# Stated task
Count the lines in the records below that contain the string "blue", matching case exactly. Reply with the number alone.

--- Start ---

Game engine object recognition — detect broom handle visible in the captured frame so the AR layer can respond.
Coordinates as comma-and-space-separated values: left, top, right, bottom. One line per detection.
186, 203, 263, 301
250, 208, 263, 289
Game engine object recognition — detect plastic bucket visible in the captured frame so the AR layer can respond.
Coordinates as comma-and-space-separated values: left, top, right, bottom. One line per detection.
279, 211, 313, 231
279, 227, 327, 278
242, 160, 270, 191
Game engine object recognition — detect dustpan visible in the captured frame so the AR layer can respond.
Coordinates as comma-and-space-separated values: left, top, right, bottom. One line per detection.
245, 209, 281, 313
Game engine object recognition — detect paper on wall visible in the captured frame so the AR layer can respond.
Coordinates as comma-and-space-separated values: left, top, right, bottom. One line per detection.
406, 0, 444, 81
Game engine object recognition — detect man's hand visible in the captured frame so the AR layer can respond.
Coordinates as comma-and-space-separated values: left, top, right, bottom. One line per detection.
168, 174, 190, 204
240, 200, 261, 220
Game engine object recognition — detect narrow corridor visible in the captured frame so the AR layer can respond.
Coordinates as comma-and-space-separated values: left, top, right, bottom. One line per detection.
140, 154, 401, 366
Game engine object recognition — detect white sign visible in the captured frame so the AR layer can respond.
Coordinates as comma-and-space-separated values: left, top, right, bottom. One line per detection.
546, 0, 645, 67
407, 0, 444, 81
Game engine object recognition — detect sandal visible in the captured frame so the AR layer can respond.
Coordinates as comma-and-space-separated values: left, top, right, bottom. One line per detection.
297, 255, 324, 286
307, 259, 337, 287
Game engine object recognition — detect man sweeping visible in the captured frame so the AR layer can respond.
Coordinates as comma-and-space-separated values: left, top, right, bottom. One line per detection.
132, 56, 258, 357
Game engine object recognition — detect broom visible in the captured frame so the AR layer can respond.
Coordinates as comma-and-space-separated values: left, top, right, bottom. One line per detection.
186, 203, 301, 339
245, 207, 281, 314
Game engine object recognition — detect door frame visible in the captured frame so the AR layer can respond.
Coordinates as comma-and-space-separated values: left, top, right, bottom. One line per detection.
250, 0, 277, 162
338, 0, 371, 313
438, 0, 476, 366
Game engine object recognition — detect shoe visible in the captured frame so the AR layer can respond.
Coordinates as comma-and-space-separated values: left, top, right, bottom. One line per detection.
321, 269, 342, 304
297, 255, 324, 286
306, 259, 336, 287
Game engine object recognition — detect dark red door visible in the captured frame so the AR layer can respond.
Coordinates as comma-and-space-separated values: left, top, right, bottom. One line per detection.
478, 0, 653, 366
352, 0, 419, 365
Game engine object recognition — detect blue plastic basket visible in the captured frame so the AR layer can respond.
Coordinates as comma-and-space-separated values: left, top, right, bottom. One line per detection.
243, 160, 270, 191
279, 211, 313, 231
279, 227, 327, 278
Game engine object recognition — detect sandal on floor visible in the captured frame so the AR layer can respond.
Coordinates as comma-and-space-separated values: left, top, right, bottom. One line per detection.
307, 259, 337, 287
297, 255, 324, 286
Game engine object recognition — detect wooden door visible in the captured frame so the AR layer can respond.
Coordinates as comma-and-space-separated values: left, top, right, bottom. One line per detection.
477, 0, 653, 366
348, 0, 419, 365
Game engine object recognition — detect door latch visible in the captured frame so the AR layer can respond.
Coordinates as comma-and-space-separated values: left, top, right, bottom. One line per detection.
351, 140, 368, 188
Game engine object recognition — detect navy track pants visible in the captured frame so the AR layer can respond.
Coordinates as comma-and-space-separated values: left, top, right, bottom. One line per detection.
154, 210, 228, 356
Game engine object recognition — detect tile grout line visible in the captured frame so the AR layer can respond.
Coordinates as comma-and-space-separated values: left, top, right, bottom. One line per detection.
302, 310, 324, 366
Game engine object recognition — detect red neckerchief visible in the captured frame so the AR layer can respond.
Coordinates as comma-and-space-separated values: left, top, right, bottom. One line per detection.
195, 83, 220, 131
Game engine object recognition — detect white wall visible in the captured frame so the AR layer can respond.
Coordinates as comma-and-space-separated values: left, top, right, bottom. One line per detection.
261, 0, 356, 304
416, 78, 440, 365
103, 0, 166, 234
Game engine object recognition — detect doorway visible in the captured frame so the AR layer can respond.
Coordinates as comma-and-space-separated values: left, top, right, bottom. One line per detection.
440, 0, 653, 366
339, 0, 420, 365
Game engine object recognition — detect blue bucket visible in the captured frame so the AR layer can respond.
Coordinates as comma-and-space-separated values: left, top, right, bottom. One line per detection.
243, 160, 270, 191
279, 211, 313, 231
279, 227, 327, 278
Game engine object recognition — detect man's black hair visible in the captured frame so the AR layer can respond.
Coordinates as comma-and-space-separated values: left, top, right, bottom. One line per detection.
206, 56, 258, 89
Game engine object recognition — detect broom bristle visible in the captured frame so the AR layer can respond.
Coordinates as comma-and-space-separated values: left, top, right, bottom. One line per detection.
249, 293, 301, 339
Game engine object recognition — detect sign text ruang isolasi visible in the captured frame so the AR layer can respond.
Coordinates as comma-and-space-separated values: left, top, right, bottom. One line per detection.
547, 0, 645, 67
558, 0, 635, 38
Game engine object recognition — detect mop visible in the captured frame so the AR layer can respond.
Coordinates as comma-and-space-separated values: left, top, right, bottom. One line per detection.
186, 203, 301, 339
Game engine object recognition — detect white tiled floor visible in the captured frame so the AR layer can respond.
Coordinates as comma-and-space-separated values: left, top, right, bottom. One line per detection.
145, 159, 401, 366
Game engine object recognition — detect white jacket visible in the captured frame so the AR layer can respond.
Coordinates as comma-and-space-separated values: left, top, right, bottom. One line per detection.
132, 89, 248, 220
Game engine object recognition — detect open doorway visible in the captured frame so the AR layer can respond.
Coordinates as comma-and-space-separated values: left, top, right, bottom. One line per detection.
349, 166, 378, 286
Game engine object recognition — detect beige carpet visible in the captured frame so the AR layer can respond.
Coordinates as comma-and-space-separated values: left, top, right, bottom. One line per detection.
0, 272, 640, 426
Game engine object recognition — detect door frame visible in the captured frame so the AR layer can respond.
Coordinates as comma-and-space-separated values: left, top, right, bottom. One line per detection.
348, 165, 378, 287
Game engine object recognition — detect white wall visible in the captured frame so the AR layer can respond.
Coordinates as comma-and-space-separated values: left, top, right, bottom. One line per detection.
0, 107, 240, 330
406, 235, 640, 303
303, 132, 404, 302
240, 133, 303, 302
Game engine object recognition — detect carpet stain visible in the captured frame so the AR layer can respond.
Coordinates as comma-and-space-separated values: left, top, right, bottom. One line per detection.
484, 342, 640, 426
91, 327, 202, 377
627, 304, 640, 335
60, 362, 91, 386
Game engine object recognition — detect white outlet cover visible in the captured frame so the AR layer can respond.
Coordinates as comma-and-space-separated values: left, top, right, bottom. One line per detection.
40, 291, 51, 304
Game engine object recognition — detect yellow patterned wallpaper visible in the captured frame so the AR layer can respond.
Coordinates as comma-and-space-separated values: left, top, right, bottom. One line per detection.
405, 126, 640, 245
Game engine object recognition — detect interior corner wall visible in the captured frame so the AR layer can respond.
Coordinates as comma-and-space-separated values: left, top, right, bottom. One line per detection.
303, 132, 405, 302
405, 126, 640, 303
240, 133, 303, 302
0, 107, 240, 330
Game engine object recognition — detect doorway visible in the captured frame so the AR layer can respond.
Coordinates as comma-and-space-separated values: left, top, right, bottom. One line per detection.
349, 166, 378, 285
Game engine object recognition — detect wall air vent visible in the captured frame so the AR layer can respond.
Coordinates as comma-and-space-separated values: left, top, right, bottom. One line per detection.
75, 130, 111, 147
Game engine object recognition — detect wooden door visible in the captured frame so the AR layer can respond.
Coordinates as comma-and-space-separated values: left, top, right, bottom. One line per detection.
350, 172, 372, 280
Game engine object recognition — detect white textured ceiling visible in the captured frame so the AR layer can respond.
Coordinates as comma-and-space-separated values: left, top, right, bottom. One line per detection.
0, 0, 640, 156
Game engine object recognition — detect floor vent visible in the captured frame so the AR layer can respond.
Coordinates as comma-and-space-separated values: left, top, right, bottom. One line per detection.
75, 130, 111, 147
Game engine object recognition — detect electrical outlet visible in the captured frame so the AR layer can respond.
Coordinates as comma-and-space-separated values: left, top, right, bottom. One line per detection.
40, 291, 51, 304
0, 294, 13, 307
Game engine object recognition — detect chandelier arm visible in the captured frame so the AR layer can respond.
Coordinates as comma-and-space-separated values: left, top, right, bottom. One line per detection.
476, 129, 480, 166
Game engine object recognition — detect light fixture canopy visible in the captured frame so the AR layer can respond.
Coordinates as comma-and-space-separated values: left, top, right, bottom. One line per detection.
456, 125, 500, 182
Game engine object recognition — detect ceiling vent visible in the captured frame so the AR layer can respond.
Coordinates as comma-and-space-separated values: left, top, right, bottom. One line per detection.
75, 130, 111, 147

--- End ---

# Result of the task
2